-- YOUR OBJECTIVE --
Print the material underneath in full, keeping every line exactly as it is.

-- INFORMATION PROVIDED --
━━━━━━━━━━━━━━━━━━━━

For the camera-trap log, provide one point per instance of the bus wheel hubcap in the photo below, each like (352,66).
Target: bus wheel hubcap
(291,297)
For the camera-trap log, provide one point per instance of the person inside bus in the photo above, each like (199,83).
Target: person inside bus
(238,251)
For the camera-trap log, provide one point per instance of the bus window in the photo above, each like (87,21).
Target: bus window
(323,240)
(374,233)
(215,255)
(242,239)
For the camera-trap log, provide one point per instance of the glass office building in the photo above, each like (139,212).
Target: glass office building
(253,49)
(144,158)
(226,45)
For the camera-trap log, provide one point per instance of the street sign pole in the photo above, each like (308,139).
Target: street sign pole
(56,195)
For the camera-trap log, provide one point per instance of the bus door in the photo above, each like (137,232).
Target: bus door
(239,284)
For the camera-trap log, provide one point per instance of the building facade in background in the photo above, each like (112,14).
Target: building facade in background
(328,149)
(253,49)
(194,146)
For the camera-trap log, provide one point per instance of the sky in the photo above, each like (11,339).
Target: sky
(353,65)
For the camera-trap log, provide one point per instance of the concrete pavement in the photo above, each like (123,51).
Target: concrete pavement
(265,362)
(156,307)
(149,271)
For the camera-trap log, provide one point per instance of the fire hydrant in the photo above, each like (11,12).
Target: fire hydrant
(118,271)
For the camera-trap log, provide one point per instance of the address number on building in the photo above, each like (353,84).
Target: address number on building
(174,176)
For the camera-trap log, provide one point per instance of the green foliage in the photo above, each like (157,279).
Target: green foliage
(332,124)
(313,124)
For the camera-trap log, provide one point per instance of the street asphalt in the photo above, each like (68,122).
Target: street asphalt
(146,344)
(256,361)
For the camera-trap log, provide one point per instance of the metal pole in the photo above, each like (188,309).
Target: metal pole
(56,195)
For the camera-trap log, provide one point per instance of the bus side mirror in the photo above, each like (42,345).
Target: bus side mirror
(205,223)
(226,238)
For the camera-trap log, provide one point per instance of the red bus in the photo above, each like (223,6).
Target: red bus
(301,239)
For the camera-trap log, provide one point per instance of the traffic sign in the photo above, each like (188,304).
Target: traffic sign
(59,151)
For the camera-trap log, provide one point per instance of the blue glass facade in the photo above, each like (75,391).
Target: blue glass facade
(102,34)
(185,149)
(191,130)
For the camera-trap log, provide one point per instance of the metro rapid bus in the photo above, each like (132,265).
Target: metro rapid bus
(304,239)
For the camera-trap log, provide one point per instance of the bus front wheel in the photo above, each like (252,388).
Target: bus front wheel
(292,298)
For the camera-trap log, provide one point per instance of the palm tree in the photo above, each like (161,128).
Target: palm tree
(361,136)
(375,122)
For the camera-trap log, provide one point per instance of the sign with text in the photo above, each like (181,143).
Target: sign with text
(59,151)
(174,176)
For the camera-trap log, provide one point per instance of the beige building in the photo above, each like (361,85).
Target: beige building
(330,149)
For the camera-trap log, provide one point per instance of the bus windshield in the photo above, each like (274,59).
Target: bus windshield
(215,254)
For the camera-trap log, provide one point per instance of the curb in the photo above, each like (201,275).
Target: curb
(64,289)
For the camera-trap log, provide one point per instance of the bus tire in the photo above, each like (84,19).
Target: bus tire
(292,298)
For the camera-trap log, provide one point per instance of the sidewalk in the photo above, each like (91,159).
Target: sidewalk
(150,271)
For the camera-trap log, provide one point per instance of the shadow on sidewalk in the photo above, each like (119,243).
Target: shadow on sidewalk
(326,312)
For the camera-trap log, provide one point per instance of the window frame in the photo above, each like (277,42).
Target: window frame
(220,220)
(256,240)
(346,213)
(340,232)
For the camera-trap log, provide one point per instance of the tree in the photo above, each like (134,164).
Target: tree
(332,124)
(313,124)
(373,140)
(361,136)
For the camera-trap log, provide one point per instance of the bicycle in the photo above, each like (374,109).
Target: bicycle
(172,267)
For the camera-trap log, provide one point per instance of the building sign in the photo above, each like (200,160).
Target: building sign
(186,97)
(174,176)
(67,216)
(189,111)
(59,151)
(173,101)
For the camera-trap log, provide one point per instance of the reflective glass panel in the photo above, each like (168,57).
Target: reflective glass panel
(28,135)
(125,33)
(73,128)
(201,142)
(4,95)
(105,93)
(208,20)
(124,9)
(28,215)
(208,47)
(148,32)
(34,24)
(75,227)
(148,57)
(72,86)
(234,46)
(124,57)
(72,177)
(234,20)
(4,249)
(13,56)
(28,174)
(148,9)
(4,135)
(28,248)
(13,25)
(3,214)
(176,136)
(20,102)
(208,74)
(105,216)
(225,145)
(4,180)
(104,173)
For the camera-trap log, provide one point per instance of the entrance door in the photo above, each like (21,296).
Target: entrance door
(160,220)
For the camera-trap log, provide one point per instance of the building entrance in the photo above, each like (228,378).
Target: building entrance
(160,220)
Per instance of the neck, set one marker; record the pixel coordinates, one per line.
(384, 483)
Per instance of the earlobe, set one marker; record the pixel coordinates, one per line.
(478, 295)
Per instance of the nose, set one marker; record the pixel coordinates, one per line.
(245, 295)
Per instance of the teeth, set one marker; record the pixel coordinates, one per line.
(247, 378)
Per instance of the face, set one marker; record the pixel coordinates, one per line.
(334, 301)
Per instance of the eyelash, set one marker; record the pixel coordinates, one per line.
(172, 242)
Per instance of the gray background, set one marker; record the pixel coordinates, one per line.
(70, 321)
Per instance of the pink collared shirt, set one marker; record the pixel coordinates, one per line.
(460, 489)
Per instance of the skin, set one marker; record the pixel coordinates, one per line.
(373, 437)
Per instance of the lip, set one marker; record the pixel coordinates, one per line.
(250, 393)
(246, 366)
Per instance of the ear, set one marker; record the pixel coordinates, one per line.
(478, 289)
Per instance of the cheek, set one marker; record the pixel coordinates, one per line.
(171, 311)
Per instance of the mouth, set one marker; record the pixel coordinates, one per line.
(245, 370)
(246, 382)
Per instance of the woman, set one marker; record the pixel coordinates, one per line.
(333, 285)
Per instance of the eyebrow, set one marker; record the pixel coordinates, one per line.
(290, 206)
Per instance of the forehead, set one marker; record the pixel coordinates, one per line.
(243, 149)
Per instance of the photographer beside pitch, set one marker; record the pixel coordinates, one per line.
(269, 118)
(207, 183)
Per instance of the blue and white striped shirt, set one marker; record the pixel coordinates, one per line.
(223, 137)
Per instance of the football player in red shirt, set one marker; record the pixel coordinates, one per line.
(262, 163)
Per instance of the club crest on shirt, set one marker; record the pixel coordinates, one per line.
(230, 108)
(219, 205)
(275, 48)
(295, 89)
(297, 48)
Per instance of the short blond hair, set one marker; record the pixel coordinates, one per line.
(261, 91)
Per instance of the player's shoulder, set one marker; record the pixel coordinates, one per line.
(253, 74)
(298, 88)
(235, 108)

━━━━━━━━━━━━━━━━━━━━

-- FINAL ANSWER --
For the camera-trap log, provide one point per instance of the bus wheel hubcap in the photo below, each like (352,66).
Target: bus wheel hubcap
(291,297)
For the camera-trap log, provide one point per instance of the person inside bus in the photo above, each like (199,83).
Target: person inside bus
(238,251)
For the camera-trap log, provide one point per instance of the bus window in the photo above, each like (87,21).
Target: bus window
(323,240)
(374,233)
(215,255)
(242,239)
For the camera-trap log, provide one point per instance of the glass office building in the photo above, each like (139,212).
Target: glass office building
(253,49)
(144,158)
(226,45)
For the camera-trap log, provide one point per instance of the street sign pole in the photo above, each like (308,139).
Target: street sign pole
(56,195)
For the camera-trap log, provide one point per instance of the bus door in the photo above, each like (137,232).
Target: bus door
(239,284)
For the camera-trap log, provide one point per instance of the building facade in background in the photo above, each like (112,14).
Target: building facade in background
(328,149)
(253,49)
(194,146)
For the camera-trap log, provide one point per instance of the sky in the photo above, each like (11,339).
Target: sky
(353,65)
For the camera-trap log, provide one point per instance of the concrete pavement in the photo above, each like (123,51).
Target: concrete pavement
(265,362)
(156,307)
(149,271)
For the camera-trap log, provide one point per instance of the fire hydrant in the photo above, each like (11,12).
Target: fire hydrant
(118,271)
For the camera-trap log, provide one point per instance of the address number on building in the photo above, each like (353,84).
Target: address number on building
(174,176)
For the camera-trap log, provide one point per instance of the green foliage in the photo above, each like (157,279).
Target: green foliage
(332,124)
(313,124)
For the camera-trap log, provide one point per instance of the street asphalt in the photo above, each like (68,122).
Target: street asphalt
(146,344)
(256,361)
For the camera-trap log, provide one point per instance of the metal pole in the photo above, each like (188,309).
Target: metal pole
(56,195)
For the camera-trap log, provide one point per instance of the bus side mirror in the photo above, each like (42,345).
Target: bus side mirror
(205,223)
(226,238)
For the camera-trap log, provide one point per instance of the red bus in the photo above, each like (223,6).
Target: red bus
(301,239)
For the camera-trap log, provide one point per instance of the traffic sign in the photo above, each like (188,304).
Target: traffic sign
(59,151)
For the camera-trap log, provide one point per instance of the blue glass facade in the photo above, each like (75,391).
Target: blue glass facade
(102,34)
(185,149)
(191,130)
For the camera-trap log, provide one point per instance of the metro rapid bus in the photo above, each like (132,265).
Target: metro rapid bus
(304,239)
For the camera-trap log, provide one point per instance of the bus front wheel in the photo above, each like (252,388).
Target: bus front wheel
(292,298)
For the camera-trap log, provide one point per instance of the palm tree in the photo above, each like (161,128).
Target: palm tree
(361,136)
(375,122)
For the camera-trap log, provide one point per instance of the sign with text in the photo above, each like (181,143).
Target: sign with text
(59,151)
(174,176)
For the camera-trap log, provide one point per instance of the beige building in the photo above, each like (361,85).
Target: beige building
(330,149)
For the camera-trap log, provide one point per instance of the bus windshield in the photo above, each like (274,59).
Target: bus windshield
(215,254)
For the camera-trap log, provide one point per instance of the curb in the photo above, each like (201,275).
Target: curb
(64,289)
For the camera-trap log, provide one point per instance of the bus tire in the photo above, each like (84,19).
Target: bus tire
(292,298)
For the camera-trap log, provide one point per instance of the sidewalk in the photo above, each like (91,159).
Target: sidewalk
(150,271)
For the camera-trap log, provide one point per instance of the shadow on sidewalk in the photo above, each like (119,243).
Target: shadow on sidewalk
(326,312)
For the camera-trap log, provide one point per instance of the window frame in the photo above, each like (277,42).
Target: window frame
(220,220)
(256,240)
(346,213)
(340,232)
For the camera-trap log, provide one point per instance of the tree in the photo above, each like (134,164).
Target: tree
(332,124)
(313,124)
(373,140)
(361,136)
For the camera-trap log, provide one point per instance of the bicycle in the photo above, each like (374,109).
Target: bicycle
(172,267)
For the camera-trap log, provide one point per instance of the building sign in the photo above, each like (200,160).
Target: building sign
(186,97)
(174,176)
(67,216)
(189,111)
(59,151)
(173,101)
For the camera-trap log, provide one point per instance of the reflective glass panel in the photo above, each like (168,57).
Target: reflective glass panel
(28,135)
(125,33)
(73,128)
(201,142)
(4,95)
(105,93)
(208,20)
(124,9)
(28,215)
(208,47)
(148,32)
(34,24)
(75,227)
(148,57)
(72,86)
(234,46)
(124,57)
(72,177)
(234,20)
(4,249)
(13,56)
(28,174)
(148,9)
(4,135)
(28,248)
(13,25)
(3,214)
(176,136)
(20,102)
(208,74)
(105,216)
(225,145)
(4,180)
(104,173)
For the camera-trap log, provide one point per instance of the entrance door in the photo above, each like (21,296).
Target: entrance door
(160,220)
For the camera-trap log, provide one point per instance of the building entrance in the photo above, each like (228,378).
Target: building entrance
(160,220)
Per instance of the neck, set one marker; record the pixel coordinates, one per line.
(384, 483)
Per instance of the earlobe, set one marker; record the pixel coordinates, one per line.
(478, 295)
Per instance of the nose, set one marker; record the pixel coordinates, one per line.
(245, 295)
Per instance of the teeth, set one marker; record the pixel coordinates, one per line.
(247, 378)
Per instance of the face, set one marker; record the pixel coordinates, one per line.
(334, 301)
Per instance of the eyelash, set one marker; record the pixel coordinates, one per line.
(172, 242)
Per instance of the gray background, set one marker; record the pixel coordinates, one per line.
(70, 321)
Per instance of the pink collared shirt, set one marker; record the pixel coordinates, one per line.
(460, 489)
Per instance of the skin, set one marker; record the pixel coordinates, one per line.
(373, 437)
Per instance of the lip, set one marker; record the pixel coordinates, one per line.
(250, 393)
(246, 366)
Per instance of the ear, set one marker; record the pixel coordinates, one per line.
(478, 289)
Per instance of the cheek, set one marker; record the pixel coordinates, one per line.
(171, 311)
Per instance of the mouth, set one marker; record the pixel coordinates, one per line.
(245, 370)
(246, 382)
Per instance of the woman, set one marker; record the pixel coordinates, one per line.
(333, 285)
Per instance of the eyebrow, set one marker; record the pixel coordinates, one per line.
(290, 206)
Per instance of the forehead, set one marker; record the pixel coordinates, one per line.
(243, 149)
Per instance of the photographer beside pitch, set one marker; record the pixel coordinates, one per line.
(269, 118)
(207, 183)
Per instance of the blue and white striped shirt, set one marker; record the pixel coordinates, one per line.
(223, 137)
Per instance of the football player in red shirt, set one marker; record the pixel coordinates, one per line.
(262, 163)
Per instance of the club crest on shirt, set one marker; record the pixel coordinates, one per line.
(230, 108)
(219, 205)
(275, 48)
(295, 89)
(297, 48)
Per instance of the short blond hair, set one marker; record the pixel coordinates, one per line.
(261, 91)
Per instance of the player's shoulder, set one marker; record the pixel coordinates, one per line.
(253, 74)
(298, 88)
(235, 108)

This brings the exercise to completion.